- **Excerpt provided**
____
This post, a different version of which first appeared in 2006, was initially inspired by this poem by Lady Ki No Washika:
No
It’s not because I’m now too old,
More wizened than you guess..
If I say no, it’s only
Because I fear that yes
Would bring me nothing, in the end,
But a fiercer loneliness.
I found it in the Los Angeles Times Book Review back in the late summer of 1998. This was a time in my life where, after a very turbulent couple of years, I had taken a temporary vow of celibacy. Keeping the commitment to that vow was proving difficult. This poem comforted me instantly, because those last four lines ran so unbelievably true — they summed up in 22 words what had been up to then my entire sexual history.
When writing about my past, I choose my words carefully. So many people I know and love read this blog, as do folks from my spiritual community, my youth group, and my college classes. Much of my private life is thus obscured, and rightly so. Yet I think I can share a little bit that may prove useful, or if nothing else, may explain why this poem means so much to me.
As I’ve talked about before, in late June of 1998, I had hit a kind of emotional, physical, and spiritual bottom. I attempted suicide after a prolonged struggle with drugs, alcohol, and compulsive sexual behavior. My family was frantically worried about me, my friends had largely pulled away from me, I had spent time in handcuffs — and extended time in hospitals. While in the last of these hospitals, someone asked me "Hugo, do you have any idea how to be alone? I don’t mean single — can you really be alone with yourself?" I admitted that no, I really didn’t know how to do that. I had already burned through a couple of marriages, and was, for lack of a better time, compulsively dating. I was a walking, talking, incarnation of toxic neediness! In the year or two leading up to that watershed summer, I had been going out several nights a week with lots of different people, addictively hungry for connection. The whole process had left me alienated, lonely, and miserable; it had also made me a bit of a pariah.
____
- **Apply what you read**
• A. Summarize the blog post in two sentences.
• B. Write a continuation of the blog post about the poem, picking up right after its last sentence.
None of the items that come next are needed.
____
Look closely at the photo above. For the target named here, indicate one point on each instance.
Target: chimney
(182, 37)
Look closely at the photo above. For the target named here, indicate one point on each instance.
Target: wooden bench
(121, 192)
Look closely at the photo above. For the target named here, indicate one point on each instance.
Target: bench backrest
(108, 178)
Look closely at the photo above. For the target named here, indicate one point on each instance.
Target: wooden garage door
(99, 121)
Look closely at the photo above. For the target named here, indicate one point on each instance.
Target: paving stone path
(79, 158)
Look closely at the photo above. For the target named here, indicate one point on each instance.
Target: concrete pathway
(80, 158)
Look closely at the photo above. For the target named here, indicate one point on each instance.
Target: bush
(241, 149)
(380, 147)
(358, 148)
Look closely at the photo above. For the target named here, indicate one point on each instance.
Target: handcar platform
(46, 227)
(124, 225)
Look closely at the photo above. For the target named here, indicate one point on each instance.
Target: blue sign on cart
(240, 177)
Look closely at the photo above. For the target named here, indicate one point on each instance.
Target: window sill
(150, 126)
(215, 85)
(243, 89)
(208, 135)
____
- **Replies**
• A. The post explains that a short poem by Lady Ki No Washika, found in the Los Angeles Times Book Review in late summer 1998, comforted the writer instantly because its last four lines summed up the writer's entire sexual history at a time when a temporary vow of celibacy was proving hard to keep. The writer recounts hitting an emotional, physical, and spiritual bottom in late June 1998, including a suicide attempt after a prolonged struggle with drugs, alcohol, and compulsive sexual behavior, and admitting in a hospital to not knowing how to be truly alone.

• B.
In that long hot summer of 1998 — the summer of Bill and Monica, the summer of the World Cup in France — I came home to God. It’s an easy phrase to write, and it doesn’t come close to capturing the extraordinary turbulence and excitement of that time of conversion and transformation. I can only say that I prayed as I had never prayed before, to a God I wasn’t sure I believed in, and I was given peace beyond any expectation. It was an amazing time, one I hope I will never forget. "Born again" is such a trite, overused expression — and yet truly, that’s what it felt like.
One of my earliest spiritual directors/Twelve Step sponsors told me that in addition to a variety of spiritual activities, I needed to be celibate. He defined celibacy as not only no sexual activity, but also no dating, flirting, masturbating, or what he liked to call "intriguing" (I love that verb) with women. I asked how long this period was supposed to last, and he gave me the typical spiritual director answer: "You’ll know. For now, just do this a day at a time."